Return every line from the records below with the string "visor".
Dataset extract START
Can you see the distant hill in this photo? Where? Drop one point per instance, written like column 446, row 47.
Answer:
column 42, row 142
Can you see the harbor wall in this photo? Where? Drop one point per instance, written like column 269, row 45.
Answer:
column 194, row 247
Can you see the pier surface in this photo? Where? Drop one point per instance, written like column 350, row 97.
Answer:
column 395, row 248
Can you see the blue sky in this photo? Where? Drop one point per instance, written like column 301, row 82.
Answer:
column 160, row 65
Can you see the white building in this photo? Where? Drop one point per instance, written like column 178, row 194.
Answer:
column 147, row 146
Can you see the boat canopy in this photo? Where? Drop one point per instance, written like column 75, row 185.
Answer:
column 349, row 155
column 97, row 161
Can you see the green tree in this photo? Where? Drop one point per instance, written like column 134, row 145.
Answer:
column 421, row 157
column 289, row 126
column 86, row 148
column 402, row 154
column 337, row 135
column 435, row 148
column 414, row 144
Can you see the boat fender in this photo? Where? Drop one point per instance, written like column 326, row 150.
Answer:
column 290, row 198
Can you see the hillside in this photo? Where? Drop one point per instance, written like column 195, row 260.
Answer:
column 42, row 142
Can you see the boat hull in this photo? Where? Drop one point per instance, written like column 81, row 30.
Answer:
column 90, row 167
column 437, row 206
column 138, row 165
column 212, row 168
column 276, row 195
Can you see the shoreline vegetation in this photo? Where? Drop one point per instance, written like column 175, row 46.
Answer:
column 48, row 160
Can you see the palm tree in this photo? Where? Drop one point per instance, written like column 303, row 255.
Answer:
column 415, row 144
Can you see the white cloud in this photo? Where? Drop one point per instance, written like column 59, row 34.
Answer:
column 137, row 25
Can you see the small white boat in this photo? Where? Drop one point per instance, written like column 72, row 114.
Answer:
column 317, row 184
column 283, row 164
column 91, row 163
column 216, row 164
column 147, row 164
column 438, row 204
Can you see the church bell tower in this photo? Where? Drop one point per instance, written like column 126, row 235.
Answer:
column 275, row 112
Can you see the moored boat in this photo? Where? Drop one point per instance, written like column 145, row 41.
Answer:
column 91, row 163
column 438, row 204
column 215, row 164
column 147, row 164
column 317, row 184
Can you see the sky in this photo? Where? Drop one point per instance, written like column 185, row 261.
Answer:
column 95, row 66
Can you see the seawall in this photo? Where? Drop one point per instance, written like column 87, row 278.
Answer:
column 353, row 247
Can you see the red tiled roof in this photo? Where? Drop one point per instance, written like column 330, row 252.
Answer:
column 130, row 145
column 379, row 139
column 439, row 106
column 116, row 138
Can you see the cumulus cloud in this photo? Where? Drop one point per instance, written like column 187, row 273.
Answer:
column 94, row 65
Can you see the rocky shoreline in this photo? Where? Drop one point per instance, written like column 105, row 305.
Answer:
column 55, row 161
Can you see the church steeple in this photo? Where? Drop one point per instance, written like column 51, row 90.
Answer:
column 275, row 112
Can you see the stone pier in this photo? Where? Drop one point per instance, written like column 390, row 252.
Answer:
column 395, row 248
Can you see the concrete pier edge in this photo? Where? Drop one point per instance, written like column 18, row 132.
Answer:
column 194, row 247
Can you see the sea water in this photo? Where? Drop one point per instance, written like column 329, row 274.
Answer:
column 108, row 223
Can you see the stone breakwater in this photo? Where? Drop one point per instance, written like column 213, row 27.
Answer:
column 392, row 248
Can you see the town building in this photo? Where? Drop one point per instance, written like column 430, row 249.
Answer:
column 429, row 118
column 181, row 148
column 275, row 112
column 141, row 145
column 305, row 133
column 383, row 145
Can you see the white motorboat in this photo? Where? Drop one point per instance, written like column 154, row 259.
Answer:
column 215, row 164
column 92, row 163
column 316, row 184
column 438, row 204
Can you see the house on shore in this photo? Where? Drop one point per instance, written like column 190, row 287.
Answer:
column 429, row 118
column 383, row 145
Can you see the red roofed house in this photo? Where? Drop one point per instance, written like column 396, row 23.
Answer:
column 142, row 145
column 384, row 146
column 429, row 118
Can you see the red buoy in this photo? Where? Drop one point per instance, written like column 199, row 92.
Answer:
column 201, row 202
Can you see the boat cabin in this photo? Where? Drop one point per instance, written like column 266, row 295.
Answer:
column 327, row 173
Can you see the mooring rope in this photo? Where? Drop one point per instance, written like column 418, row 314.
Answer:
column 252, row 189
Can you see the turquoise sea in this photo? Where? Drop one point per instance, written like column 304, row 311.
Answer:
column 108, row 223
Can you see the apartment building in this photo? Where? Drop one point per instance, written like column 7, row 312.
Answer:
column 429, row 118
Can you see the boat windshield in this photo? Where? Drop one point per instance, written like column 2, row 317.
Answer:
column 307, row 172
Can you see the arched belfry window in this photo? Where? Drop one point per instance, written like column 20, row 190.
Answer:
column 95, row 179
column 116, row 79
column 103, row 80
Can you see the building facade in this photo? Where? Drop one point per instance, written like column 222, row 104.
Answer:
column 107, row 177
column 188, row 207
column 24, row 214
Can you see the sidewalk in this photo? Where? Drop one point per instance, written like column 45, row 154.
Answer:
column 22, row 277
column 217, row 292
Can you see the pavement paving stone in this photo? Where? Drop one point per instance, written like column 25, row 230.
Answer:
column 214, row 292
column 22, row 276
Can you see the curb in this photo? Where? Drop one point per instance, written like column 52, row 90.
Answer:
Dataset extract END
Dataset extract START
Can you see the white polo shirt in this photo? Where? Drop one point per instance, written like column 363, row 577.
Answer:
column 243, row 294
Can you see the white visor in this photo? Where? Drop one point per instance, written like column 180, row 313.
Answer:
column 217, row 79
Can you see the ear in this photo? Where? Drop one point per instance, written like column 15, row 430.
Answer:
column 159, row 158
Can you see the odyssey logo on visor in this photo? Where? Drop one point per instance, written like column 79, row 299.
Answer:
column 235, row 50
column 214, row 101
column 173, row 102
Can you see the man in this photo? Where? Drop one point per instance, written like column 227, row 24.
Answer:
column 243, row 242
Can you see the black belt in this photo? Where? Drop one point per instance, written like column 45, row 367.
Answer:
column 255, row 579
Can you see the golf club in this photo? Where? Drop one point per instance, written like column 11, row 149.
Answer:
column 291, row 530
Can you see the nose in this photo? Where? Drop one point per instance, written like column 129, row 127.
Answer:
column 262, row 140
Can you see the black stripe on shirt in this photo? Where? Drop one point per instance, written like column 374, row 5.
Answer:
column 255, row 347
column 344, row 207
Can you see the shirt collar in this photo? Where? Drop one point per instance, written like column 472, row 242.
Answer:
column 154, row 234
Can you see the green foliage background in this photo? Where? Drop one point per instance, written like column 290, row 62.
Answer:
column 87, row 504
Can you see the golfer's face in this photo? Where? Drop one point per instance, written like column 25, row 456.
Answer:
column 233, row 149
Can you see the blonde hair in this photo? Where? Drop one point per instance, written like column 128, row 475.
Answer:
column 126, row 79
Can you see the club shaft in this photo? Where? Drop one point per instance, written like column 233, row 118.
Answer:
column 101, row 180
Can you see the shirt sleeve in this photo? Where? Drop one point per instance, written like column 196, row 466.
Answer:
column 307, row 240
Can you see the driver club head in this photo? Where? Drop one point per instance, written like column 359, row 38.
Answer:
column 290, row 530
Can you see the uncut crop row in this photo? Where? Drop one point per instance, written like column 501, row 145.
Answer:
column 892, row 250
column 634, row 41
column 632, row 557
Dataset extract END
Dataset extract START
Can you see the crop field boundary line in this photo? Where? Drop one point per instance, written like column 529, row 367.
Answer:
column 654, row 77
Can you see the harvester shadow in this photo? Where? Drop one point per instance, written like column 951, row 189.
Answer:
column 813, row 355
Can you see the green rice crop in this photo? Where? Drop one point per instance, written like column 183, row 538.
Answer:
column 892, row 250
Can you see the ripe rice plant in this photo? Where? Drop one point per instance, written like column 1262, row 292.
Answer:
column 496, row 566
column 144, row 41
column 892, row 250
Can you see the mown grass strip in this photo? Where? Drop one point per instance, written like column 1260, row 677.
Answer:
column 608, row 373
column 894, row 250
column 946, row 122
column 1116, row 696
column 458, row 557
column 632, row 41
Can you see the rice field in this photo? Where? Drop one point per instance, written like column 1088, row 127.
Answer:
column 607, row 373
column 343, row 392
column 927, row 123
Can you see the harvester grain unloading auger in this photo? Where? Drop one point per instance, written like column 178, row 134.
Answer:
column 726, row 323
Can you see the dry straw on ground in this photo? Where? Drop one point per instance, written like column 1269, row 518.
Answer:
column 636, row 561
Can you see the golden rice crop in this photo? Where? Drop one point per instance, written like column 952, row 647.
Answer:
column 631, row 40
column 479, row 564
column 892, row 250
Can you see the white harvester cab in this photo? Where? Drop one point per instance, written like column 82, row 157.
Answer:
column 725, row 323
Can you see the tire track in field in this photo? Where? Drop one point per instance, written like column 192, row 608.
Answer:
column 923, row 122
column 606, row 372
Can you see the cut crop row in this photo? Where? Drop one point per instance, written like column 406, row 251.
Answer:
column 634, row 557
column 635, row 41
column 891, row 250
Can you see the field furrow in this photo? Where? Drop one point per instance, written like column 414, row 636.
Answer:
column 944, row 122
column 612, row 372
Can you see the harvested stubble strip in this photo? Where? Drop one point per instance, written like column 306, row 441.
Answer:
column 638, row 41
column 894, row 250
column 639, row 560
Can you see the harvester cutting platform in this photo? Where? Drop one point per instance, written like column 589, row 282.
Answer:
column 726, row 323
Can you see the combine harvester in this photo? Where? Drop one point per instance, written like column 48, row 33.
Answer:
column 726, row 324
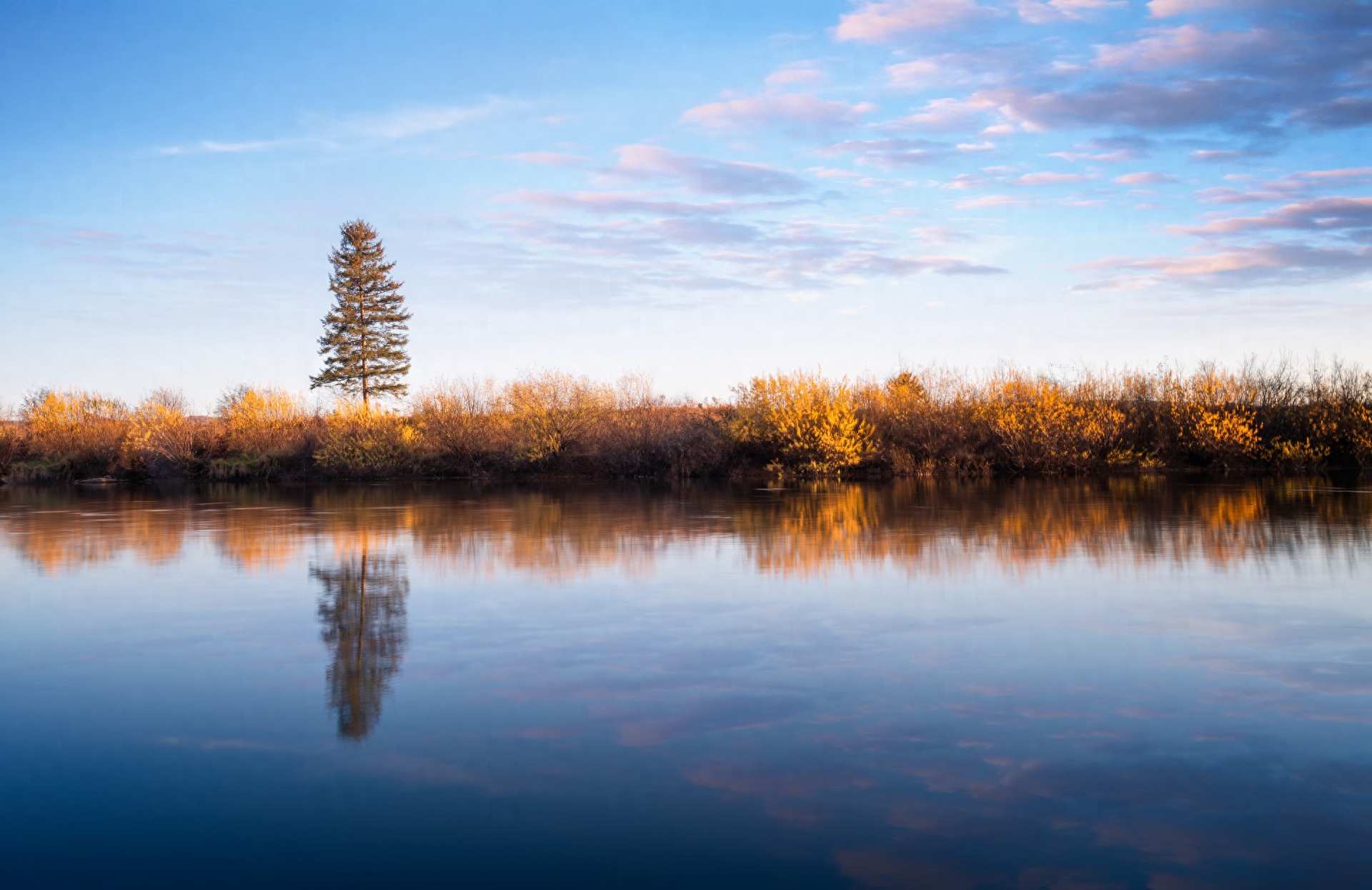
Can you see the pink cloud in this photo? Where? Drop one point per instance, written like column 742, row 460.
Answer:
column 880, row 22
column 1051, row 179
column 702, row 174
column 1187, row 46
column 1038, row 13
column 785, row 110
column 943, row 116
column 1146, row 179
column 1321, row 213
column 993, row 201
Dataset extract END
> **Task result**
Can you see the white visor in this photo? Where? Drop one point per instance, written like column 180, row 313.
Can you see the odyssey logo on visor in this photo? Where? Drop one point per instance, written like column 79, row 299.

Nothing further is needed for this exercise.